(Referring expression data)
========
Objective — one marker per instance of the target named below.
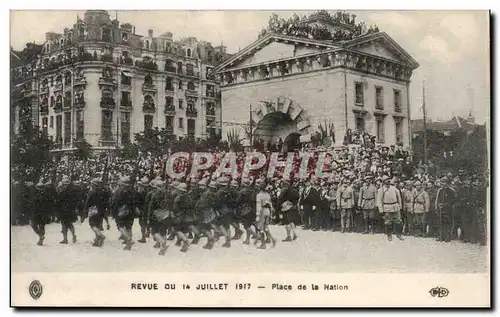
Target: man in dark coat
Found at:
(445, 203)
(40, 211)
(98, 198)
(246, 208)
(288, 200)
(67, 207)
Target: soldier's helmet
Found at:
(182, 187)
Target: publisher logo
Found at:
(35, 289)
(439, 292)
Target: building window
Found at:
(360, 124)
(80, 125)
(125, 128)
(360, 98)
(169, 85)
(190, 70)
(399, 132)
(379, 98)
(397, 100)
(380, 130)
(59, 129)
(148, 122)
(45, 122)
(169, 122)
(106, 125)
(126, 80)
(191, 127)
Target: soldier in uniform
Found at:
(263, 213)
(288, 200)
(124, 210)
(40, 211)
(345, 201)
(98, 197)
(159, 214)
(246, 205)
(223, 207)
(421, 206)
(182, 209)
(232, 198)
(67, 205)
(445, 201)
(390, 206)
(205, 211)
(408, 194)
(141, 200)
(367, 204)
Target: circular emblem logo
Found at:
(35, 289)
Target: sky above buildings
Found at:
(452, 47)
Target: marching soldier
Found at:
(367, 203)
(345, 201)
(445, 201)
(246, 204)
(288, 199)
(205, 211)
(142, 206)
(68, 203)
(124, 210)
(159, 214)
(182, 215)
(263, 213)
(408, 194)
(98, 197)
(390, 206)
(421, 209)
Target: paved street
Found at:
(312, 252)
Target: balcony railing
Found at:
(107, 81)
(79, 81)
(58, 107)
(149, 87)
(170, 69)
(191, 112)
(79, 103)
(147, 107)
(108, 103)
(170, 110)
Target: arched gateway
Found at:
(281, 119)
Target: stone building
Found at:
(298, 85)
(102, 82)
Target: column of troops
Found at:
(212, 208)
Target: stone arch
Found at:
(279, 119)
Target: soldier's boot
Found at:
(163, 248)
(65, 238)
(185, 246)
(196, 239)
(398, 228)
(388, 232)
(367, 227)
(237, 234)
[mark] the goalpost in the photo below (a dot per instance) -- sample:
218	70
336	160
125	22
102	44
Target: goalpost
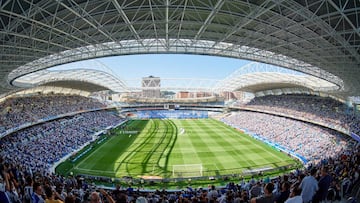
187	170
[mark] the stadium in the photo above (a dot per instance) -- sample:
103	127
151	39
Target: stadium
284	127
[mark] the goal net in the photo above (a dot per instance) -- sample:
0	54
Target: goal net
187	170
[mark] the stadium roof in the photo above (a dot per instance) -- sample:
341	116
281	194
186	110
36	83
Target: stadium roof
318	37
83	79
255	77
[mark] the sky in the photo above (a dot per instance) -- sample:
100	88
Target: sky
132	67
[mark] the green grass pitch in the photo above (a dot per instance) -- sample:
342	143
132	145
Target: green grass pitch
161	144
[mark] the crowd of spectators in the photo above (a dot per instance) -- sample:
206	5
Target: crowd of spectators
324	110
312	142
19	110
26	156
332	179
38	147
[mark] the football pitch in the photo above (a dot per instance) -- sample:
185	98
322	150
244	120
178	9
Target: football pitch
173	148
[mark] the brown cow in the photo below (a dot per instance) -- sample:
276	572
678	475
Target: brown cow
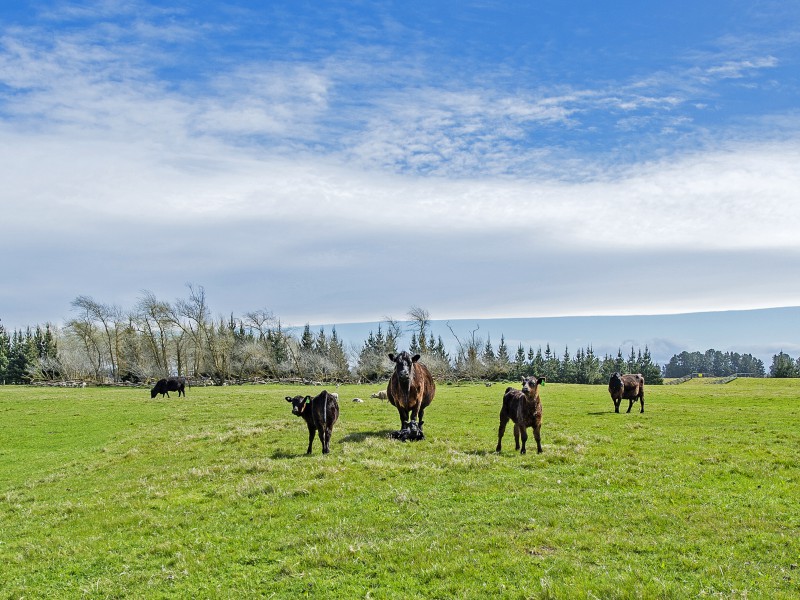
410	390
630	387
525	409
319	413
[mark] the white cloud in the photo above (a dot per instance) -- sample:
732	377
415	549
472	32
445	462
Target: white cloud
========
EXERCISE DIRECTIONS →
Could you give all of the data again exactly as written, omitting any pictures?

ANSWER TO THE EXERCISE →
Objective — one marker per instance of the target named below.
Target: man in dark coat
Found at:
(445, 203)
(40, 211)
(98, 198)
(246, 208)
(288, 200)
(67, 207)
Target: soldier's helmet
Found at:
(182, 187)
Target: publisher logo
Found at:
(35, 289)
(439, 292)
Target: building window
Found at:
(360, 124)
(80, 125)
(125, 128)
(360, 98)
(169, 85)
(190, 70)
(399, 132)
(379, 98)
(397, 100)
(380, 130)
(59, 129)
(148, 122)
(45, 122)
(169, 122)
(106, 125)
(126, 80)
(191, 127)
Target: soldier in uniform
Found at:
(263, 213)
(288, 200)
(124, 210)
(40, 211)
(345, 201)
(98, 197)
(159, 214)
(246, 205)
(223, 207)
(421, 206)
(182, 209)
(232, 198)
(67, 205)
(445, 201)
(390, 206)
(205, 211)
(408, 194)
(141, 200)
(367, 204)
Target: circular emblem logo
Found at:
(35, 289)
Target: sky above buildings
Found at:
(452, 47)
Target: marching soldier
Found at:
(367, 203)
(345, 201)
(445, 201)
(246, 204)
(288, 199)
(205, 211)
(142, 206)
(68, 203)
(124, 210)
(159, 214)
(182, 215)
(263, 213)
(408, 194)
(98, 197)
(390, 206)
(421, 209)
Target: paved street
Found at:
(312, 252)
Target: balcony railing
Found at:
(107, 81)
(79, 81)
(58, 107)
(149, 87)
(170, 69)
(191, 112)
(79, 103)
(147, 107)
(108, 103)
(170, 110)
Target: arched gateway
Found at:
(281, 119)
Target: stone building
Found at:
(298, 85)
(102, 82)
Target: column of troops
Found at:
(212, 208)
Target: stone arch
Found at:
(279, 119)
Target: soldier's boot
Found at:
(163, 248)
(65, 238)
(185, 246)
(196, 239)
(398, 228)
(388, 232)
(367, 227)
(237, 234)
[mark] the goalpost in the photo below (a dot per instance) -- sample:
218	70
336	160
125	22
102	44
Target: goalpost
187	170
[mark] the stadium in the photo above (a dot per instance) -- sample:
103	127
151	39
Target: stadium
284	127
[mark] the goal net in the photo above (a dot per instance) -- sample:
0	54
Target: goal net
187	170
[mark] the stadium roof in the photo above (a dot per instance) -- sample:
341	116
281	194
186	110
36	83
Target: stadium roof
318	37
83	79
255	77
[mark] the sky in the photo above (a dot per instance) -- sample:
100	88
Target: sky
132	67
[mark] the green grass pitch in the photo above (a dot per instance) -- sample:
342	143
132	145
Target: green grass pitch
161	144
[mark] the crowd of spectators in the photo above (a dot per instance) -- sample:
206	5
Target: crowd of spectators
324	110
312	142
19	110
26	156
332	179
38	147
[mark] the football pitch in the photo above (a dot per instance) -- sample:
185	98
322	150
244	120
178	9
Target: football pitch
173	148
[mark] the brown cow in the photo below (a dot per instance) -- sample:
276	572
678	475
Target: brown cow
410	390
630	387
525	409
319	413
[mark] the white cloud in the photo above (a dot per instance) -- sample:
732	377
415	549
472	32
445	462
Target: white cloud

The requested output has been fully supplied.